[Collection entries]
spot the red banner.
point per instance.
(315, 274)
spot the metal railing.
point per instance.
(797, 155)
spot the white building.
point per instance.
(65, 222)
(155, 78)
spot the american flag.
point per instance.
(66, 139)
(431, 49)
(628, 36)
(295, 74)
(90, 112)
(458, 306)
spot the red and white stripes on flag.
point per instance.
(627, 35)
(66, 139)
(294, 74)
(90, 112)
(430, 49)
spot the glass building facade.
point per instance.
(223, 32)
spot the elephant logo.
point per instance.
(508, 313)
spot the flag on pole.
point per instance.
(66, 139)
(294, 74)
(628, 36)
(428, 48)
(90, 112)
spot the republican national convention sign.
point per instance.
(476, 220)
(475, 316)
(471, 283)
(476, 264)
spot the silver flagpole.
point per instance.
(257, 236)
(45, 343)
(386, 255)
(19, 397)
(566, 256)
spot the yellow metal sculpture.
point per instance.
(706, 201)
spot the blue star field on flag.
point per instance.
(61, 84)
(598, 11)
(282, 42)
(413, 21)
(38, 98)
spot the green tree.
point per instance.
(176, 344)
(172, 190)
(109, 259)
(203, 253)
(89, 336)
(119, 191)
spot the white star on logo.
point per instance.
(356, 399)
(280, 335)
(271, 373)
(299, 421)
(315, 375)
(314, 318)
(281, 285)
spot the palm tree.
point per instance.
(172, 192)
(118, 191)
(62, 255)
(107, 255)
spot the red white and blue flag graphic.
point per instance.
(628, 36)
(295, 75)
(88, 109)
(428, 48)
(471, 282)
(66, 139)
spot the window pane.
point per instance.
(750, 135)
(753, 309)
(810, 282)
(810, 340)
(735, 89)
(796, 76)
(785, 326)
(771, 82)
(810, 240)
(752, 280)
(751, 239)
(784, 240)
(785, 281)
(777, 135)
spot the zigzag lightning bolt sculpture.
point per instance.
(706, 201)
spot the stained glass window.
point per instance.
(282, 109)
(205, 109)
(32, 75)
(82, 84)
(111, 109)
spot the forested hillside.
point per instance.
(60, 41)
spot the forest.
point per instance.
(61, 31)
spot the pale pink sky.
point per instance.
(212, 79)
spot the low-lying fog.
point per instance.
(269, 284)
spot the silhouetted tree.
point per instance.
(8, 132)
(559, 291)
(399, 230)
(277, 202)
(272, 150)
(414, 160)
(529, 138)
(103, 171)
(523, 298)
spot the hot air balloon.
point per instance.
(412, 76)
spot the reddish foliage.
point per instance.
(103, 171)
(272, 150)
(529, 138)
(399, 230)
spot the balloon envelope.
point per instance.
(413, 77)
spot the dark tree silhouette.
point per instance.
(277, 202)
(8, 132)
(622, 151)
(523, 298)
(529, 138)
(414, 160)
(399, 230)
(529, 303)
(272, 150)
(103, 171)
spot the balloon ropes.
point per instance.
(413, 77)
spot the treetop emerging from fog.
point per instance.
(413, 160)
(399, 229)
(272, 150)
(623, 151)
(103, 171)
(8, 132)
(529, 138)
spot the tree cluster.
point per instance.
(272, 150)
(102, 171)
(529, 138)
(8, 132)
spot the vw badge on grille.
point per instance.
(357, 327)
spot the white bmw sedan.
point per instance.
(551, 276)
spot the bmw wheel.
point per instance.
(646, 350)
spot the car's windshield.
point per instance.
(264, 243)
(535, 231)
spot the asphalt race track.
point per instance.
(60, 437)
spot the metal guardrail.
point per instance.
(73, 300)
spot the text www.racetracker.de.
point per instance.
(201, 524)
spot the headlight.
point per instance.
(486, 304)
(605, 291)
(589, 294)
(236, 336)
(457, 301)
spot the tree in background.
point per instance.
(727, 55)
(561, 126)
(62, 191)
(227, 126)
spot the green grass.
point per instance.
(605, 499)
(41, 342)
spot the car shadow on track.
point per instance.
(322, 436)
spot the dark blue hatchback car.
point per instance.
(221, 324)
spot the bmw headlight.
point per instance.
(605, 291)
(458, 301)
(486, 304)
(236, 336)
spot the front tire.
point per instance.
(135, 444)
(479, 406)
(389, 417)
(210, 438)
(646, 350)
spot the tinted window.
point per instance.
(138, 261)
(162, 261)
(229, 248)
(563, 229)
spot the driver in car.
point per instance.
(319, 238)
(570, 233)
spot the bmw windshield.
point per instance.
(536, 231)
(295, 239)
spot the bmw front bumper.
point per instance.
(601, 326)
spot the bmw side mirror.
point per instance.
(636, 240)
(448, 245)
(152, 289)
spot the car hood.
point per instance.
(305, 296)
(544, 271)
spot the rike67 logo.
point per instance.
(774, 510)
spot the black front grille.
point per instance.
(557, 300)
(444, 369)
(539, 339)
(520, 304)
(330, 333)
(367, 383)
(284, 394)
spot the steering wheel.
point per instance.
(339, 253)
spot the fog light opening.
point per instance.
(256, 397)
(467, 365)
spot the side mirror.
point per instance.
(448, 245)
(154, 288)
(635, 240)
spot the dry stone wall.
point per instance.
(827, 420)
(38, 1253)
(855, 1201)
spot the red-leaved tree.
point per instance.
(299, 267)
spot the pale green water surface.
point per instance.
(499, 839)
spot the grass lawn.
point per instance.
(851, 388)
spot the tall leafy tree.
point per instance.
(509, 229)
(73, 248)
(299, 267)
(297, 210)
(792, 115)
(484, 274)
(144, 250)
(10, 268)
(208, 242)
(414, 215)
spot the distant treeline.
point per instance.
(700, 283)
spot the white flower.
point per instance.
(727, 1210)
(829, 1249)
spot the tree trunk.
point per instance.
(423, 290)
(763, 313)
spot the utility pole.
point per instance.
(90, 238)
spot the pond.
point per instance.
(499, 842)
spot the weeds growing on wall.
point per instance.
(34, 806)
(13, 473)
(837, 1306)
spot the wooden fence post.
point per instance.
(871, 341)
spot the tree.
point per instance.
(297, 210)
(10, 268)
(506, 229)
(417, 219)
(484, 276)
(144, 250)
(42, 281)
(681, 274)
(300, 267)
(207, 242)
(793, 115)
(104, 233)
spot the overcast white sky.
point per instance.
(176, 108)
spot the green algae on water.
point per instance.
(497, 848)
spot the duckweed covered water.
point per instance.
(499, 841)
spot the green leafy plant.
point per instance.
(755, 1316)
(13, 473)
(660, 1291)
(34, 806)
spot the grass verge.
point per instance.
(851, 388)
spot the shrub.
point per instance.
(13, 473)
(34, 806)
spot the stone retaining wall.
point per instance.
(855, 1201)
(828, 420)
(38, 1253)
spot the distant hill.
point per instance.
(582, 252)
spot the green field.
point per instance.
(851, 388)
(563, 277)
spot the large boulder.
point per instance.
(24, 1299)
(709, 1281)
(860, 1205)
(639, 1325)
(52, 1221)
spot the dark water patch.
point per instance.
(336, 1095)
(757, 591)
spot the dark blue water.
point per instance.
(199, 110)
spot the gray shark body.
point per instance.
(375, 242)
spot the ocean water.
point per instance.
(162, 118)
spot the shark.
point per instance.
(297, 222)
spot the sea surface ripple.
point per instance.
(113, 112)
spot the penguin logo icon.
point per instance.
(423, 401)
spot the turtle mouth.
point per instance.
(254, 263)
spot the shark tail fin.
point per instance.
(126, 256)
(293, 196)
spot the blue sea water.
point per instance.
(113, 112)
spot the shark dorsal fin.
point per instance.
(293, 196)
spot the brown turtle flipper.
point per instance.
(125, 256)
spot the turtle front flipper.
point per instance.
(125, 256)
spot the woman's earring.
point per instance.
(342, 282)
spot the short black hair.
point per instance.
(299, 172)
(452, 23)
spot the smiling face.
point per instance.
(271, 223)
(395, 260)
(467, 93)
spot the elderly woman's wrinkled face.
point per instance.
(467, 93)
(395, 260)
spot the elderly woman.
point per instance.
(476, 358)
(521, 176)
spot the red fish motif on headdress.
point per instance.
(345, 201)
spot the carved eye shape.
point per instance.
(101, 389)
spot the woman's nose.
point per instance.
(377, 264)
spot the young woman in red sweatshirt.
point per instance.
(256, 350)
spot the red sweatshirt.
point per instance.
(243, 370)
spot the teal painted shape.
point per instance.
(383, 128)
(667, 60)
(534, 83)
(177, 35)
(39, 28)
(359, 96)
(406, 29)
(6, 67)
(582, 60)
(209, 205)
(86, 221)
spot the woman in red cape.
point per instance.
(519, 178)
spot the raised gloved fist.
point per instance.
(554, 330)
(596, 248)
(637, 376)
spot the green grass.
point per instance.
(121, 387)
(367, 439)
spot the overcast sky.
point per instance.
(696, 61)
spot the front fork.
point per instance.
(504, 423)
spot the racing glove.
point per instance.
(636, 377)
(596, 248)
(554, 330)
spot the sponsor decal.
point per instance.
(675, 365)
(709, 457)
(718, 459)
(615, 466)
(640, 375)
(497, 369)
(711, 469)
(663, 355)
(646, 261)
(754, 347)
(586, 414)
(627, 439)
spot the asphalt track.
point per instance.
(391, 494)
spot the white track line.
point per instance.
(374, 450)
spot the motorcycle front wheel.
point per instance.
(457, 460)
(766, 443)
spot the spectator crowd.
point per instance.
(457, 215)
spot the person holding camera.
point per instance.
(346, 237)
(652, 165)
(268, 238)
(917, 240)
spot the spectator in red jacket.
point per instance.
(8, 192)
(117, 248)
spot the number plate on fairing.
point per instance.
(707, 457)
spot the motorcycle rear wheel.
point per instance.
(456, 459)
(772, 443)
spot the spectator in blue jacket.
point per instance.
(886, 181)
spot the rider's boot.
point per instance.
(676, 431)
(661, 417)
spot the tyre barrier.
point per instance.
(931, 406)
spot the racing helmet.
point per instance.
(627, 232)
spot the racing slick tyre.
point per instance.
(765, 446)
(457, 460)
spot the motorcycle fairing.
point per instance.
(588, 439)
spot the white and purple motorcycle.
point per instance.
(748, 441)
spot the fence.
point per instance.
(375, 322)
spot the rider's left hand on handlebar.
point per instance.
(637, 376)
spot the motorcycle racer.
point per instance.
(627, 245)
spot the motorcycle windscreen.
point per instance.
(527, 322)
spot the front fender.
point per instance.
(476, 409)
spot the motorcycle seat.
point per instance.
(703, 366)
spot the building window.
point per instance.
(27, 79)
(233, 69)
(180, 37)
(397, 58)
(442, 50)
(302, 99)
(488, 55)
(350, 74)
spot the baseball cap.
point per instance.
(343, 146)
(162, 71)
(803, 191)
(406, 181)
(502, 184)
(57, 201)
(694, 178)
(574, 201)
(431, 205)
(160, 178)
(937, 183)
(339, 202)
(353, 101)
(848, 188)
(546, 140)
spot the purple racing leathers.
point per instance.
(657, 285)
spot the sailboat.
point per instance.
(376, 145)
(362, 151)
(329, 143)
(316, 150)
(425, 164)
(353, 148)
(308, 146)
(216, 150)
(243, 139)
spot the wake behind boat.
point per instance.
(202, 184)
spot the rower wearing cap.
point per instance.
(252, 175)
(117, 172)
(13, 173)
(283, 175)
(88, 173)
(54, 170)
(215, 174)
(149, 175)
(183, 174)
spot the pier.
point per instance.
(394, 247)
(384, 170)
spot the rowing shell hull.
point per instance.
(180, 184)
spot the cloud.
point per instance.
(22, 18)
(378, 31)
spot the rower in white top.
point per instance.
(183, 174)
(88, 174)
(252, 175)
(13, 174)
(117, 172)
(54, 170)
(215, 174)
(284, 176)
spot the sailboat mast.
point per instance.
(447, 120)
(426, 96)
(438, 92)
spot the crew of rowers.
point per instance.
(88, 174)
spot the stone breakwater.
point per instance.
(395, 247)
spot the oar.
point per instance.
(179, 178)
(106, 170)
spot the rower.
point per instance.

» Do this
Your task is to extract the lines running from the one with "spot the fence." to the end of the material, inclusive, copying each exactly and adding nothing.

» Output below
spot the fence.
point per instance.
(375, 322)
spot the rider's left hand on handlebar.
point per instance.
(637, 376)
spot the motorcycle racer.
point per instance.
(627, 245)
spot the motorcycle windscreen.
point per instance.
(527, 322)
spot the front fender.
point per instance.
(476, 409)
spot the motorcycle seat.
point per instance.
(703, 366)
spot the building window.
point per instance.
(27, 79)
(233, 69)
(180, 37)
(397, 58)
(442, 50)
(302, 99)
(488, 55)
(350, 74)
spot the baseball cap.
point per instance.
(343, 146)
(162, 71)
(803, 191)
(406, 181)
(502, 184)
(57, 201)
(694, 178)
(574, 201)
(431, 205)
(160, 178)
(937, 183)
(339, 202)
(353, 101)
(848, 188)
(546, 140)
spot the purple racing leathers.
point per instance.
(657, 285)
spot the sailboat.
point per instance.
(376, 145)
(362, 151)
(329, 143)
(316, 150)
(425, 164)
(353, 148)
(308, 146)
(216, 150)
(243, 139)
spot the wake behind boat.
point per instance.
(202, 184)
spot the rower wearing cap.
point per instance.
(252, 175)
(117, 172)
(13, 173)
(283, 175)
(88, 173)
(54, 170)
(215, 174)
(149, 175)
(183, 174)
spot the pier.
point per instance.
(394, 247)
(384, 170)
spot the rowing shell hull.
point per instance.
(180, 184)
spot the cloud.
point per instance.
(22, 18)
(378, 31)
spot the rower in white top.
point per instance.
(183, 174)
(88, 174)
(252, 175)
(13, 174)
(117, 172)
(54, 170)
(215, 174)
(284, 176)
spot the sailboat mast.
point per instance.
(447, 120)
(426, 96)
(438, 92)
spot the crew of rowers.
point per instance.
(88, 174)
spot the stone breakwater.
point per instance.
(395, 247)
spot the oar.
point per instance.
(179, 178)
(106, 170)
spot the rower.
point per instance.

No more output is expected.